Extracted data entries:
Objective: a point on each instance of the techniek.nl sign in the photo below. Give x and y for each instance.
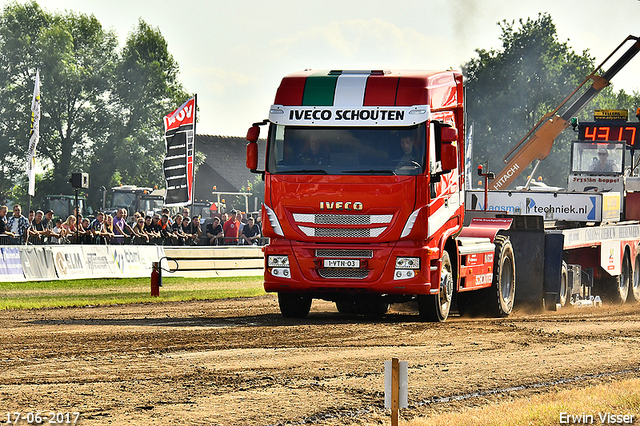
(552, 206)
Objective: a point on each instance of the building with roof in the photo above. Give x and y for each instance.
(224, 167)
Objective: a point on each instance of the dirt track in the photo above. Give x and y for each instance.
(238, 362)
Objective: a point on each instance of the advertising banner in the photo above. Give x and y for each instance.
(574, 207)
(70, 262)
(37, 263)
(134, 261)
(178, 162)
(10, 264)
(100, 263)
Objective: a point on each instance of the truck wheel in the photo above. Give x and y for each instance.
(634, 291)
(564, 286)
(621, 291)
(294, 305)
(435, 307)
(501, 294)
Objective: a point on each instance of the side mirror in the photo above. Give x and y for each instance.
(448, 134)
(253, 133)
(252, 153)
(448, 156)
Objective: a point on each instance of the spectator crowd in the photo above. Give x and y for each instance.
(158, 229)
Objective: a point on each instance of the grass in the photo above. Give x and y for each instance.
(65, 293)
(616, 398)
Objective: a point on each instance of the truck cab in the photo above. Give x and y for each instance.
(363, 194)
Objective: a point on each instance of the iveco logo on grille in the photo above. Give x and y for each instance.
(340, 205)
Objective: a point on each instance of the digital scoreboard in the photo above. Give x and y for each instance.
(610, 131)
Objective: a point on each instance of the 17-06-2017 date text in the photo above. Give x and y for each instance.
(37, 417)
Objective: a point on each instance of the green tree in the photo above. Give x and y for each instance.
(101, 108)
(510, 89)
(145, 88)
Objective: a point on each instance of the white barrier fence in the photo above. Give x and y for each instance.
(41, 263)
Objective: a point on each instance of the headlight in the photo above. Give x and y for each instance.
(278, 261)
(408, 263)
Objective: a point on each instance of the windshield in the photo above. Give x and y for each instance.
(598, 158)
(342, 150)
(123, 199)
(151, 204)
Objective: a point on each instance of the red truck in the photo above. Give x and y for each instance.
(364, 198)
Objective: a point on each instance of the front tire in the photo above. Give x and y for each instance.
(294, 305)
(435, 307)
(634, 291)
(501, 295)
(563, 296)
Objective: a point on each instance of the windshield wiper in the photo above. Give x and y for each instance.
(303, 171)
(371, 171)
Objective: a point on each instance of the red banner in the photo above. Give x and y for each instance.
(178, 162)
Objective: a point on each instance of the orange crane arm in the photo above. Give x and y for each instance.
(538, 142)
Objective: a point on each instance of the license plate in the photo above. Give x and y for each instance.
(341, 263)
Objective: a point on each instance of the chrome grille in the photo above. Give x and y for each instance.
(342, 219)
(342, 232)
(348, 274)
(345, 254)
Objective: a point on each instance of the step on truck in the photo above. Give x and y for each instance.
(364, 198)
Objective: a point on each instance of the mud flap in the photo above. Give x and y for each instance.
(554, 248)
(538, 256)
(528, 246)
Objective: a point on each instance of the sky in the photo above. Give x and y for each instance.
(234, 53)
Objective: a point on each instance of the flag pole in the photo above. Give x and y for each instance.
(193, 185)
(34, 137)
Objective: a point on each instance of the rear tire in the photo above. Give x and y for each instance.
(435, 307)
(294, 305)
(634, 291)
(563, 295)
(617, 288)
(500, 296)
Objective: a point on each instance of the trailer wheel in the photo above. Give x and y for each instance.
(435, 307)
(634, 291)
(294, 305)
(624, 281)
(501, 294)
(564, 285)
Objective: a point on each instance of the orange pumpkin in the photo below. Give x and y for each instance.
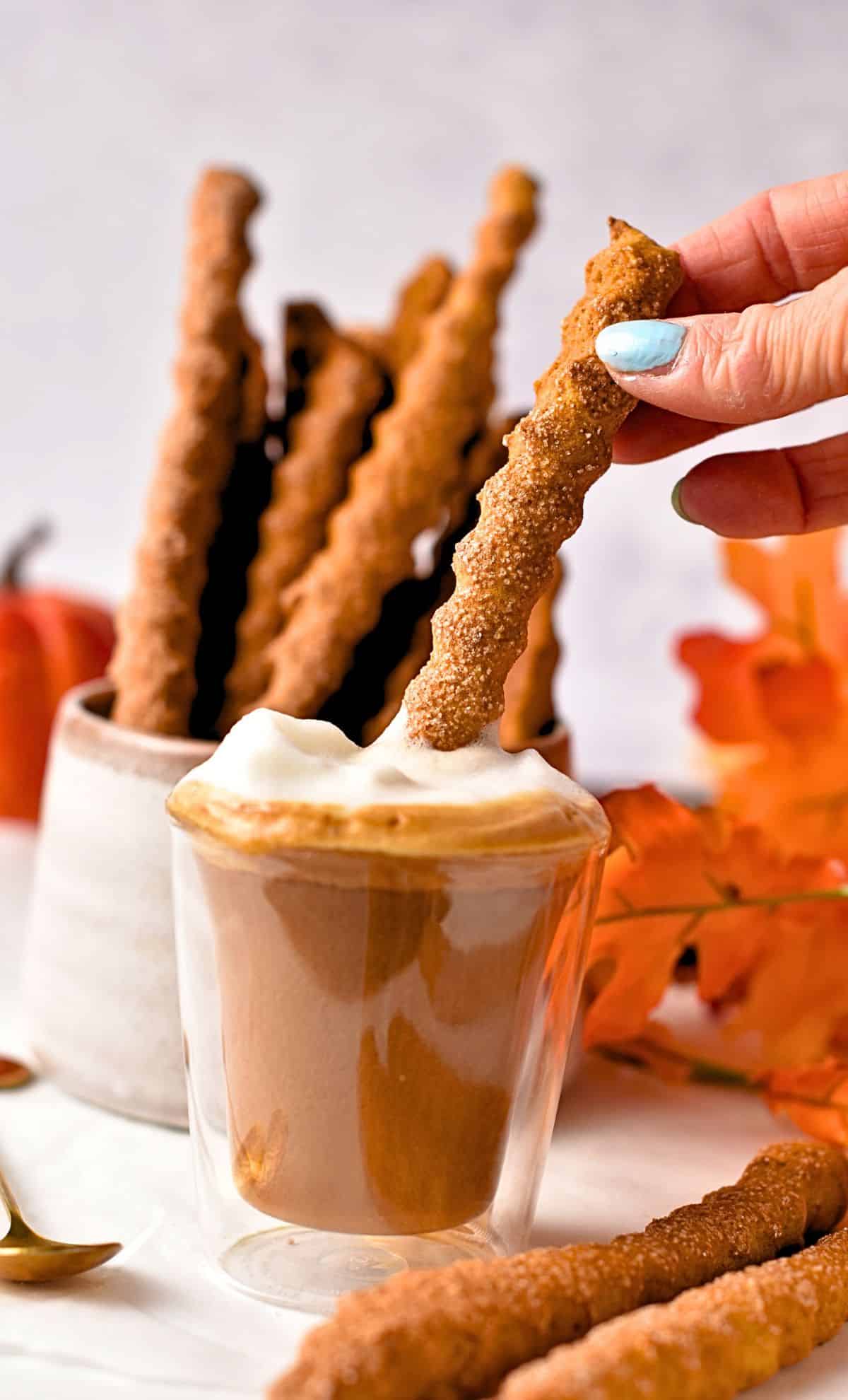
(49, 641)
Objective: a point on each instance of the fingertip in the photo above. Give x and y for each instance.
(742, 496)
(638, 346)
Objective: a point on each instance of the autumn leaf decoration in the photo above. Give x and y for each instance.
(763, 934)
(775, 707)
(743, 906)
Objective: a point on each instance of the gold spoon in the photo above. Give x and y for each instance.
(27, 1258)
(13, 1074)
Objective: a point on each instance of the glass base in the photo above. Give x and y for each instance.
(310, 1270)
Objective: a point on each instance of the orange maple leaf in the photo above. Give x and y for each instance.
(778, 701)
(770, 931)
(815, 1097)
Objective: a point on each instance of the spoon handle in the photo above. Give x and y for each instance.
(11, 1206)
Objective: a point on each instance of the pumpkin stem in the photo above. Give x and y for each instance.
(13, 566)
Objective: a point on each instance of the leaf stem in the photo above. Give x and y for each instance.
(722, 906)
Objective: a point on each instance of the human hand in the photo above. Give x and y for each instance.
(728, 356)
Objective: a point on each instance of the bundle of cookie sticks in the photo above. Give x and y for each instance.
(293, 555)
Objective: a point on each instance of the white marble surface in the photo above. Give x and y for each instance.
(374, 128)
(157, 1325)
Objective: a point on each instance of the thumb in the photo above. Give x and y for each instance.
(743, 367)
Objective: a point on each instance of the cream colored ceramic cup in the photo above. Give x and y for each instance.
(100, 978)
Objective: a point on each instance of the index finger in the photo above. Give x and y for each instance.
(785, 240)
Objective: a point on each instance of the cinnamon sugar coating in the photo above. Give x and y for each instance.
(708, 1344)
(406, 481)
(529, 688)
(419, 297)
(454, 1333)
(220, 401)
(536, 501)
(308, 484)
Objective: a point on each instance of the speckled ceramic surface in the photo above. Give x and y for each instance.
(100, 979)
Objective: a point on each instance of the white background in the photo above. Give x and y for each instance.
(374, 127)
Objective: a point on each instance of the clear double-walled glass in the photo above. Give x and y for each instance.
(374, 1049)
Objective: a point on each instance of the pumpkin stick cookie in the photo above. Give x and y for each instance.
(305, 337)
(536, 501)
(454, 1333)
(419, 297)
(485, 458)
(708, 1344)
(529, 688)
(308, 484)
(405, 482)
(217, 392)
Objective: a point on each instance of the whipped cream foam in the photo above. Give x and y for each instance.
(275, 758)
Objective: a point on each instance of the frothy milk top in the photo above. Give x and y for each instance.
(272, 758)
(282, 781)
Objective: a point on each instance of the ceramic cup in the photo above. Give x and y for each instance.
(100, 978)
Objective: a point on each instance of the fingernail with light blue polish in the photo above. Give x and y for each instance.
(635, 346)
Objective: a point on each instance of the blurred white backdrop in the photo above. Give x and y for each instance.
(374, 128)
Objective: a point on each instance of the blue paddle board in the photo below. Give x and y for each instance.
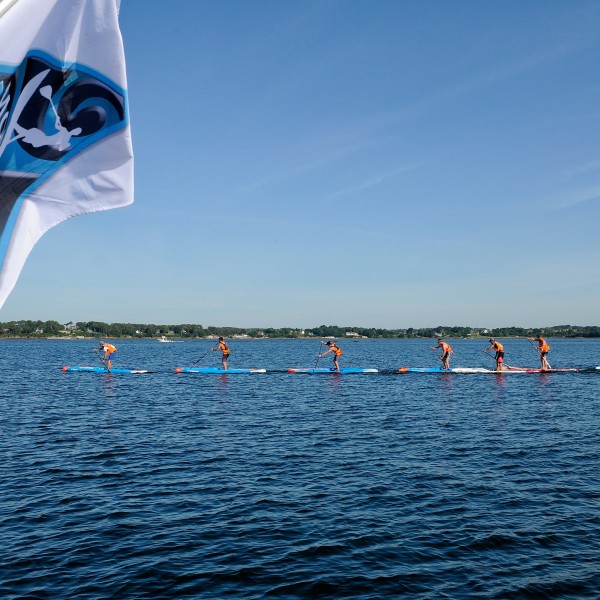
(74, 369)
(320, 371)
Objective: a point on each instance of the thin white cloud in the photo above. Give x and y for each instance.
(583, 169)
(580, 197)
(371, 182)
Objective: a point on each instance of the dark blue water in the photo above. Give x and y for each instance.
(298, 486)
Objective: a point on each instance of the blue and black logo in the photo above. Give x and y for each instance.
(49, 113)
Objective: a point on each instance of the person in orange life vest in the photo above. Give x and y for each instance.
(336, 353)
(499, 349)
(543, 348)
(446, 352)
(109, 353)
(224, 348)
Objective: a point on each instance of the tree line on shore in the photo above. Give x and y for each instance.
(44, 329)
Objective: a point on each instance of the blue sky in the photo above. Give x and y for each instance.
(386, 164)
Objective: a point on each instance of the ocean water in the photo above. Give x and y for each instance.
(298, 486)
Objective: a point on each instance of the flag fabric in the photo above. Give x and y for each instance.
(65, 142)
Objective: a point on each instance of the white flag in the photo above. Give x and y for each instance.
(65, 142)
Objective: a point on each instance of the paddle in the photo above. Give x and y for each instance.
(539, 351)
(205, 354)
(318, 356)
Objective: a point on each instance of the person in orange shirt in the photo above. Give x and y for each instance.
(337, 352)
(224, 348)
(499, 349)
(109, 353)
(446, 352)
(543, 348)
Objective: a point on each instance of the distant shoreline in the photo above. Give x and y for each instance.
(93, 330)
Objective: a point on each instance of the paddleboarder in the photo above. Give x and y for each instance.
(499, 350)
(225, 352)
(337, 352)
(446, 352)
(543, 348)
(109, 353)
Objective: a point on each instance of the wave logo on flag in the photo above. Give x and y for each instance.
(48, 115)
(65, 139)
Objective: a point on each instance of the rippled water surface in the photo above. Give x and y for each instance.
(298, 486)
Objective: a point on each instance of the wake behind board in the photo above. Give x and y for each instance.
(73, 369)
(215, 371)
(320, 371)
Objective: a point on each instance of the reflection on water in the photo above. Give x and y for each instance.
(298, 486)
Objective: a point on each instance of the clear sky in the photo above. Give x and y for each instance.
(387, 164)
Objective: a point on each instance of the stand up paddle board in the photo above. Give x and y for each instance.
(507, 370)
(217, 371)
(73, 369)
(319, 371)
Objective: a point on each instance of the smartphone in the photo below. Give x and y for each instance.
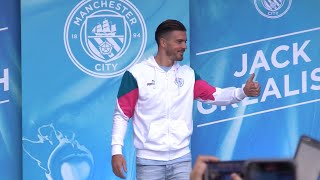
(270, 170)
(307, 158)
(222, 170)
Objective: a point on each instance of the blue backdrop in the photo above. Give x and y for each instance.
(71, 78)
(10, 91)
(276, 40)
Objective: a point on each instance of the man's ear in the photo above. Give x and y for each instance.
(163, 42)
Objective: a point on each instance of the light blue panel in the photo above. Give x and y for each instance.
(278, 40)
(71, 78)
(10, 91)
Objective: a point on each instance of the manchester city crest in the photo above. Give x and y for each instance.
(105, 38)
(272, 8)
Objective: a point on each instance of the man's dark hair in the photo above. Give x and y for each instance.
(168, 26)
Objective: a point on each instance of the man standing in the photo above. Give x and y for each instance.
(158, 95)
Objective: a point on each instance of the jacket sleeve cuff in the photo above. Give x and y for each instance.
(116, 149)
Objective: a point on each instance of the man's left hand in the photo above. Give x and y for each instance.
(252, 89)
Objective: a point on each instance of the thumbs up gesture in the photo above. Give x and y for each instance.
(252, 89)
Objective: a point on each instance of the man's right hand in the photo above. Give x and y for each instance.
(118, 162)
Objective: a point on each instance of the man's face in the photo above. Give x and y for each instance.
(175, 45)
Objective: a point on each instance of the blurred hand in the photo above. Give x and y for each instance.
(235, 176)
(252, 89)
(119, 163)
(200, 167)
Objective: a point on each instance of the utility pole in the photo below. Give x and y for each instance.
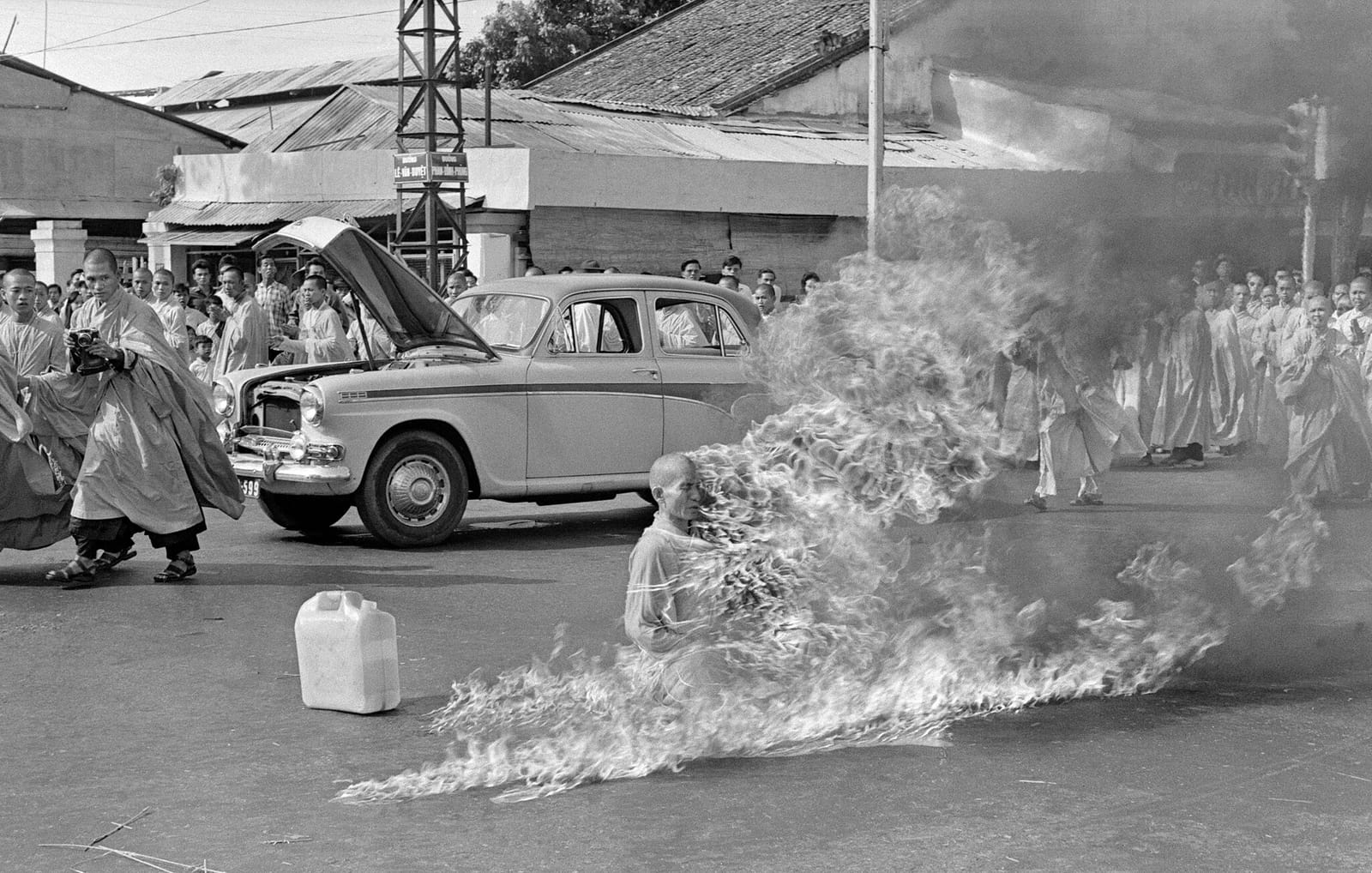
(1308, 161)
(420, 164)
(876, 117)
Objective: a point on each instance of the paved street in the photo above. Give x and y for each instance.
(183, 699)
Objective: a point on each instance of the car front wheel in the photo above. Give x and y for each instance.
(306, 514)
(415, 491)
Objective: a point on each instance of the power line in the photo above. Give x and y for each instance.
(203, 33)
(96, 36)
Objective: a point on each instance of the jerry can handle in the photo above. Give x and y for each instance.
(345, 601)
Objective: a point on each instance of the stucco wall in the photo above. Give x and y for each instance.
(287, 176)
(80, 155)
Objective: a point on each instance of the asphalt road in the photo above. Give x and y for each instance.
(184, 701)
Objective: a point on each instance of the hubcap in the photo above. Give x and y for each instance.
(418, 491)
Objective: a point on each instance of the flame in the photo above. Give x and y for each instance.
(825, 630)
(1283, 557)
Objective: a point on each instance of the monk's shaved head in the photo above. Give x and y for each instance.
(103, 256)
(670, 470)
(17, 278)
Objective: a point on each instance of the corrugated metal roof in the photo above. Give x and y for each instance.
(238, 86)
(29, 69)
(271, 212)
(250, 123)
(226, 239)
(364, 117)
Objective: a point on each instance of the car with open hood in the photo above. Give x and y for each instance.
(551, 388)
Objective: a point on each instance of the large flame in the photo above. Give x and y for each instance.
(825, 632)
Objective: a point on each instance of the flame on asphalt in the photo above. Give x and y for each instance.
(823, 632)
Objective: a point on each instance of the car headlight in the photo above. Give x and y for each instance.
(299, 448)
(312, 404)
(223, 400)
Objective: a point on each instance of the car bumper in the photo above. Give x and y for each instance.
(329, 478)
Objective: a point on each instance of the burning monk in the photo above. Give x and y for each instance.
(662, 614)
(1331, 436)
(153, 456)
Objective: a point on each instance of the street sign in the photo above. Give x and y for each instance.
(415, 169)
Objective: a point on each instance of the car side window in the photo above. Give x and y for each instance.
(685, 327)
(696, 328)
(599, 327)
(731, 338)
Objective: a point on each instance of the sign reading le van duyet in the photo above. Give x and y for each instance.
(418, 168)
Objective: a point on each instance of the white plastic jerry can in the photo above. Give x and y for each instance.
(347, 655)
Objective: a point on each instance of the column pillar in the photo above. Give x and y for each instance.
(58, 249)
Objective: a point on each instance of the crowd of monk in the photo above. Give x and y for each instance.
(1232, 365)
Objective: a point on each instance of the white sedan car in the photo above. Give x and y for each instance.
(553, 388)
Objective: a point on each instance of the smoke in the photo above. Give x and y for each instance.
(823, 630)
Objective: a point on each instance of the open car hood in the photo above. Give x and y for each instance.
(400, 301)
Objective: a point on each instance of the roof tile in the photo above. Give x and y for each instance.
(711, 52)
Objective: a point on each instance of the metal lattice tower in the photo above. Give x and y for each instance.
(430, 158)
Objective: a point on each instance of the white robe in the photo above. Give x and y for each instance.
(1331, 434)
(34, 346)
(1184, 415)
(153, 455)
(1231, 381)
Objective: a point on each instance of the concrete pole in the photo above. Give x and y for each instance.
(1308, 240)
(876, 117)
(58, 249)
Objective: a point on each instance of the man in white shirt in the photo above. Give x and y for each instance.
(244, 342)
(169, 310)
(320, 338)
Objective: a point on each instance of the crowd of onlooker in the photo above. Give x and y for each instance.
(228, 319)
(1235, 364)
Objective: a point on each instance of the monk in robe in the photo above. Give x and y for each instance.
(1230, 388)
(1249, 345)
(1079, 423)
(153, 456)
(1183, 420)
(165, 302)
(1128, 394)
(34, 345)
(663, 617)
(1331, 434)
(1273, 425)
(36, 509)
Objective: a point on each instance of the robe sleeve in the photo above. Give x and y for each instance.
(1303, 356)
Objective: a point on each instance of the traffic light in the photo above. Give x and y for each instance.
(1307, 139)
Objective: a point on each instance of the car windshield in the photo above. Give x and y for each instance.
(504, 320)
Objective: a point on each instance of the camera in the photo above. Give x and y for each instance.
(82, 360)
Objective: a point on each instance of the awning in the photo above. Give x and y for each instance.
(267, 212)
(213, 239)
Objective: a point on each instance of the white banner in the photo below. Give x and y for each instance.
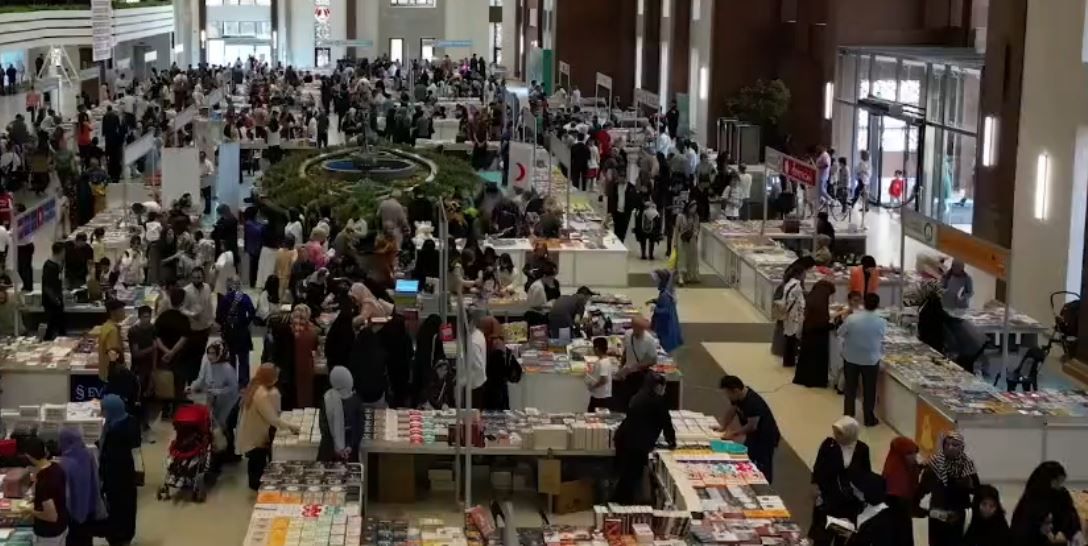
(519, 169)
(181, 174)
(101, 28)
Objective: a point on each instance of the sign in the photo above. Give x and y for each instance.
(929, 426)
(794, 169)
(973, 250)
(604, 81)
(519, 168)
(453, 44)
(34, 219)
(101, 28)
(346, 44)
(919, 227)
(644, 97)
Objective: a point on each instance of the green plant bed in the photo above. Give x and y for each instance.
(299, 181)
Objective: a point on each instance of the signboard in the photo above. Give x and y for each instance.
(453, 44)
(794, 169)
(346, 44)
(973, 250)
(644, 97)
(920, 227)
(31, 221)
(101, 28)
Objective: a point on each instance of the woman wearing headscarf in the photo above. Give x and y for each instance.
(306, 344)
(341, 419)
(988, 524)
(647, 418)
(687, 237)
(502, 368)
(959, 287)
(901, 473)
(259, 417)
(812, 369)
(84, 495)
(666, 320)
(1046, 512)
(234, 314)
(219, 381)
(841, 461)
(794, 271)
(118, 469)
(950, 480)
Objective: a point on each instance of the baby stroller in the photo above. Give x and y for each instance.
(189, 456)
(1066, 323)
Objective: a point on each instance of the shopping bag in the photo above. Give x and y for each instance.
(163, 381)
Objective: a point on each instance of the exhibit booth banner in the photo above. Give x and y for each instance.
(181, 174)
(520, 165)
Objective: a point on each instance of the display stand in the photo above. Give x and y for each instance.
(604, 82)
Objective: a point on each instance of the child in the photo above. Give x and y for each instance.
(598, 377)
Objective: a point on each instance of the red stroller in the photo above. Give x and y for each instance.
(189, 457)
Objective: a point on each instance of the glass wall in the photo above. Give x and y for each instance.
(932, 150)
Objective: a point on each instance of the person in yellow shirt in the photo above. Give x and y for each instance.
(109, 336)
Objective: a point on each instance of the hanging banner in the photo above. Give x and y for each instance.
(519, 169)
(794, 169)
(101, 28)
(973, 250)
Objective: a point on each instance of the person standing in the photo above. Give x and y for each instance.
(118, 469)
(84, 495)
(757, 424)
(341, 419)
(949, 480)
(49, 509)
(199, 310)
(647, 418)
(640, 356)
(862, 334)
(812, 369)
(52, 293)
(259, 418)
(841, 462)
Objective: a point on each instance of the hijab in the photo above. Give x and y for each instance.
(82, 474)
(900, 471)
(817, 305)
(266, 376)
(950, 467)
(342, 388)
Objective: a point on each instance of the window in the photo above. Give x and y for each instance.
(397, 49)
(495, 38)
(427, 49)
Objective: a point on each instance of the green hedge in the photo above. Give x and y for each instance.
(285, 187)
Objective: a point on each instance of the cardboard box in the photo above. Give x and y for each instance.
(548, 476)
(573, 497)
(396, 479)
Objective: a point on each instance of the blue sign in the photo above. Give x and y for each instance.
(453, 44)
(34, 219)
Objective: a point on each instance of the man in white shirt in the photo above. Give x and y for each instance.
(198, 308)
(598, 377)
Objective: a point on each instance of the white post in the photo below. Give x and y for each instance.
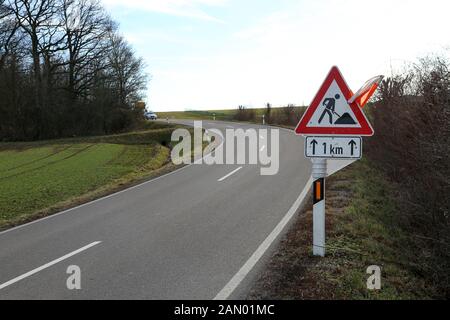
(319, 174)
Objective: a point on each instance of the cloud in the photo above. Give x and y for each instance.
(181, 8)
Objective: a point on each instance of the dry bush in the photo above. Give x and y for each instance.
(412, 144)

TASK TO COMPLETE: Each line from the one that contains "Objective: a point on each instance of the blue sign" through the end of the records should be restated exactly; include both end lines and leave any pictures out.

RIGHT ANSWER:
Objective: a point on each instance of the blue sign in the photo above. Give x and y for each instance.
(453, 44)
(34, 219)
Objective: a point on each instance of the man in white shirt in the photo above. Give x and y for each instance.
(198, 308)
(598, 377)
Objective: a point on each instance of the white post in the photo below. Give x and y for each instance.
(319, 174)
Objective: a point on each instance of the cloud in the photo above. Give x and y for each instance.
(181, 8)
Objective: a point on each instance of the dry bush in the photo above. Give x and y for each instance.
(412, 144)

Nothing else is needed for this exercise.